» Extrait du document
◇ ◇ ◇ ◇ ◇ ◇ ◇
En bref, les populistes croyaient profondément que l’histoire pouvait être modelée par la volonté humaine – ils étaient volontaristes -, et donc que la prochaine révolution serait socialiste – ils étaient maximalistes -, tandis que la doctrine marxiste s’appuyait sur les lois objectives de l’évolution sociale et économique, se fiait à leur efficacité malgré leur possible lenteur. Pour illustrer de façon frappante la manière dont les historiens occidentaux ont tendance à présenter cette opposition simpliste, on se réfèrera à l’analyse d’Isaac Dautscher dans son « Staline : une biographie politique » :
« Plekhanov fit le calcul optimiste que l’industrialisation capitalistes était sur le point d’envahir la Russie et de détruire ses structures patriarcales et féodales ainsi que les communes rurales rudimentaires sur lesquelles les narodniki voulaient asseoir leur socialisme. Une classe ouvrière industrielle et urbaine, pensait-il, était sur le point de se développer en Russie et y lutterait, de même qu’en Europe occidentale, pour un socialisme industriel. L’idée d’un socialisme rural typiquement slave qui sortirait directement du féodalisme était utopique (…) Au désaccord sur le fond s’ajoutait une controverses sur la tactique à suivre (…) Les marxistes récusaient toutes les méthodes terroristes (…) Ils plaçaient leurs espoirs dans le prolétariat industriel qui devait exercer contre l’autocratie une action de masse ; mais comme le prolétariat était encore numériquement beaucoup trop faible pour agir, ils n’avaient d’autre solution que d’attendre du développement de l’industrie la constitution de solides bataillons d’ouvriers. En attendant ils ne pouvaient que faire de la propagande, rallier de nouvelles recrues au socialisme, organiser des groupes décentralisés de gens de même opinion ».
Jusque là, donc, tout est net et tranché. Mais les rectifications, les réserves formulées ces dernières années ont conduit à nuancer une opposition aussi absolue. CE mouvement de réexamen eût sans doute pour point de départ la publication par Solomon Schwarz et par Richard Pipes d’études où chacun mettait en évidence le fait, jusqu’alors négligé, que Marx et Engels avaient d’un commun accord concédé aux populistes que la Russie pouvait passer directement du féodalisme à un ordre social communiste, que la commune paysanne pouvait servir de support à cette transformation fondamentales, que l’intelligentsia socialiste pouvait bien, à elle seule, renverser le tsarisme, et même s’emparer du pouvoir, sans conséquences fâcheuses. Bien entendu, l’attitude négative prise par Marx et par Engels à l’égard des marxistes russes des années 1880 ne suffit pas à remettre totalement en cause l’idée d’une opposition entre les idéologues marxistes et populistes en Russie. Que Marx ait encouragé Narodnaja Volja et qu’Engels ait critiqué le traité marxiste le plus important écrit par Plekhanov, « Nos divergences » (Nasi raznoglasija), pouvait signifier simplement qu’intéressés à la chute de tsarisme à n’importe quel prix, ils avaient choisi de rester neutres dans la querelle qui opposait les deux camps, ou même qu’ils avaient choisi de prendre parti pour les populistes contre leurs propres disciples. « Il est tout à fait impossible de décider, conclut Pipes, si – en ce qui concerne la Russie – Marx lui-même fut marxiste ou populiste ». Et Schwarz va encore plus loin : « Nous ne pouvons éviter de conclure que Marx prit parti pour les conceptions populistes (…) essentiellement d’après l’interprétation qu’en avait donné Cernysevskij ».
◇ ◇ ◇ ◇ ◇ ◇ ◇
» Détails de l'exercice
Dans l'extrait ci-dessus sur les populistes et les marxistes russes, nommez les deux auteurs dont les études ont servi de point de départ au réexamen de cette opposition.
◇ ◇ ◇ ◇ ◇ ◇ ◇
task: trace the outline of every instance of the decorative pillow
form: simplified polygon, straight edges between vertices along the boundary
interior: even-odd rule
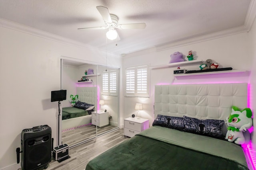
[[[184,131],[216,138],[223,138],[222,132],[224,120],[199,119],[184,116],[185,121]]]
[[[78,109],[84,109],[86,111],[92,110],[94,108],[94,106],[93,104],[88,104],[80,101],[77,101],[74,107]]]
[[[183,131],[184,121],[183,117],[158,115],[152,125],[158,125]]]

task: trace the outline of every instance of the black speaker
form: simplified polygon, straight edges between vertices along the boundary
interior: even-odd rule
[[[21,133],[21,168],[32,170],[52,160],[52,129],[48,125],[23,129]]]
◇ ◇ ◇ ◇ ◇ ◇ ◇
» Problème résolu
Solomon Schwarz et Richard Pipes.